---------- EXTRACT TO READ
With customer convenience also in mind, the model also includes updates in traditional stores to incorporate technology and other contemporary elements, including features like smart lockers, digital signage, print consultation workstations and self-service options available 24 hours a day, seven days a week.

Replace outdated strategies.

If your business has been in operation for a while, there’s a chance your previously successful marketing strategies may be a bit out of touch. Consider your target audience and the ways you’re most likely to reach those consumers. For example, social media is a must to keep up with competition and there are ways you can amp up your strategy in the ever-evolving social space. Whether it’s posting short factoids, long-form information, links to online content or simple images of your products, it can be a productive way to reach your audience.

Reconnect with consumers.

If overhauling marketing strategies or diving headfirst into social media seems like a stretch for your small business, start small. Simply reconnecting with loyal customers may be just what’s needed to rejuvenate the buzz surrounding your company. Try holding a contest for the best customer-submitted content to use online, or create a giveaway for a randomly chosen commenter on your latest social posts. These types of online conversations can attract consumers who may have been previously unaware of your goods or services.

Revive printed materials.

Business cards, flyers, banners, posters, newsletters and any other type of printed materials may be the first impression potential customers have of your company. Using professional, well-designed printed items to let customers know what you do, like those available through The UPS Store, can convey the correct message to consumers that your products or services can meet their needs. Whether you think slight tweaks to your current materials will suffice or a more drastic redesign is necessary, it can help to ask friends, neighbors and even current clients and customers how they feel about the materials you’re using. Pay attention to layout, headlines, colors, white space and even font choices.

Rebrand your business.

It may sound like a lot of work, and it certainly can be, but rebranding your business doesn’t have to mean changing the company name or rethinking product lines. Simply updating logos to appear more modern or rethinking an overused slogan can give your business a fresh vibe. Remember that enhancing the look of something seemingly as small as your logo can make a big difference, especially considering that image is likely the first thing a consumer sees when visiting your social pages or website.

Even companies experiencing success should often weigh the pros and cons of refreshing certain business elements to keep things impactful for current and potential customers. Find more tips and ways to improve your small business at http://www.theupsstore.com.
--------------------
---------- RECORD EXTRACTS
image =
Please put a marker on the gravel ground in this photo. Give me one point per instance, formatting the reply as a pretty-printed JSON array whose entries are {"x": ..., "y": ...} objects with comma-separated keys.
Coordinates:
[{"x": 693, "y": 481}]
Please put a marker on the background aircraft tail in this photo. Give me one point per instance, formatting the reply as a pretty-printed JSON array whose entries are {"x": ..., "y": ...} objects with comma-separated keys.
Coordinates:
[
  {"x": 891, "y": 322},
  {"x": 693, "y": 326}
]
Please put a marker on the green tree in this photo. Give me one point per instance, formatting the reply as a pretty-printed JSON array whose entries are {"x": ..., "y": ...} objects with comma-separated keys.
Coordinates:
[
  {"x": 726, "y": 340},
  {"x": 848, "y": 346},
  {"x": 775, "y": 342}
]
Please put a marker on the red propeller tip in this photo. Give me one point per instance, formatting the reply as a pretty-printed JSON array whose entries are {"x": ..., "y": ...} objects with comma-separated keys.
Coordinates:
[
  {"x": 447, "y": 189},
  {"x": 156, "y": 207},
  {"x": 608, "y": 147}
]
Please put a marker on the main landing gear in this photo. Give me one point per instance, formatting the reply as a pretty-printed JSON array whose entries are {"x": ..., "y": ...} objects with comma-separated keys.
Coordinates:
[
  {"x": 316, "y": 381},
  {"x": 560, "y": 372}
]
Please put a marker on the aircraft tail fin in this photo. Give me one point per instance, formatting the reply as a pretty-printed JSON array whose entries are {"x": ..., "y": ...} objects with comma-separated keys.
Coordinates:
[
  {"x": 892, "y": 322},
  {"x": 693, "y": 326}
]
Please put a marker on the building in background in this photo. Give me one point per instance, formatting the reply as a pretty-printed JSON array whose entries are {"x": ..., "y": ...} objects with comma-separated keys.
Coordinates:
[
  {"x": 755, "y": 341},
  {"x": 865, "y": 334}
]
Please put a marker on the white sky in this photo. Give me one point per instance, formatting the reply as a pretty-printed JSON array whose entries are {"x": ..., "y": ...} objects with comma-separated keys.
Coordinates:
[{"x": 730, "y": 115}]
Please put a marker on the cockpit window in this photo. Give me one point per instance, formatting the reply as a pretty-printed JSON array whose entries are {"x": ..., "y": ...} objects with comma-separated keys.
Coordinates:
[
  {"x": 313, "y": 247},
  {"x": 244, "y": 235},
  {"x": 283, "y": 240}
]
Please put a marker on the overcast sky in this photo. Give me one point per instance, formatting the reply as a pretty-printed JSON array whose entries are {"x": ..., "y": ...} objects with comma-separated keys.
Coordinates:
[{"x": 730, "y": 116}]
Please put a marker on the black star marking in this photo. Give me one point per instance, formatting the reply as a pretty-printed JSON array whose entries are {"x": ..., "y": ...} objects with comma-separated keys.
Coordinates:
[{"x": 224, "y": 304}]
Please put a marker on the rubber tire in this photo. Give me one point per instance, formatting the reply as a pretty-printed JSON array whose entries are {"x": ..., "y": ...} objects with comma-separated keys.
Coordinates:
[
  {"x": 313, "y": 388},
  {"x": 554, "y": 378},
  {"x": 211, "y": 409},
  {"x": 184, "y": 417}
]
--------------------
**TASK 1**
Answer these questions using the small-business tips text.
(a) Which features does the updated model add to traditional stores?
(b) Which aspects of printed materials does the text say to pay attention to?
(c) What two changes does the text say rebranding does not have to mean?
**TASK 2**
Duplicate the part of the small-business tips text between "If overhauling marketing" and "Revive printed materials.", inclusive.

**WRITTEN REPLY 1**
(a) Smart lockers, digital signage, print consultation workstations and self-service options available 24 hours a day, seven days a week.
(b) Layout, headlines, colors, white space and font choices.
(c) Changing the company name or rethinking product lines.

**WRITTEN REPLY 2**
If overhauling marketing strategies or diving headfirst into social media seems like a stretch for your small business, start small. Simply reconnecting with loyal customers may be just what’s needed to rejuvenate the buzz surrounding your company. Try holding a contest for the best customer-submitted content to use online, or create a giveaway for a randomly chosen commenter on your latest social posts. These types of online conversations can attract consumers who may have been previously unaware of your goods or services.

Revive printed materials.